**What to do**: Reproduce exactly the final portion of the data: every line from the one containing "Pick out the woman's braided" through the last line, inclusive.

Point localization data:
■ ■ ■ ■ ■ ■ ■

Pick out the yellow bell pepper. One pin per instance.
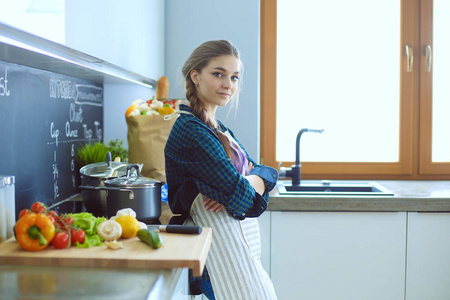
(34, 231)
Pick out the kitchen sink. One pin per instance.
(333, 188)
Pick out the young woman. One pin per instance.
(213, 180)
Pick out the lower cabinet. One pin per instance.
(428, 251)
(338, 255)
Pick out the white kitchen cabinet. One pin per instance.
(338, 255)
(264, 229)
(428, 263)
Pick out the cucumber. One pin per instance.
(150, 237)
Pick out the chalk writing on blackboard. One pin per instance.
(45, 117)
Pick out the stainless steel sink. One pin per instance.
(333, 188)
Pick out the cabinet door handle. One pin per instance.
(409, 57)
(428, 56)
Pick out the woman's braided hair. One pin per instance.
(198, 60)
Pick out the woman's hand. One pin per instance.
(212, 205)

■ ■ ■ ■ ■ ■ ■

**Result**:
Pick out the woman's braided hair. One pin per instance.
(198, 60)
Pick out the woman's hand. One pin per instance.
(212, 205)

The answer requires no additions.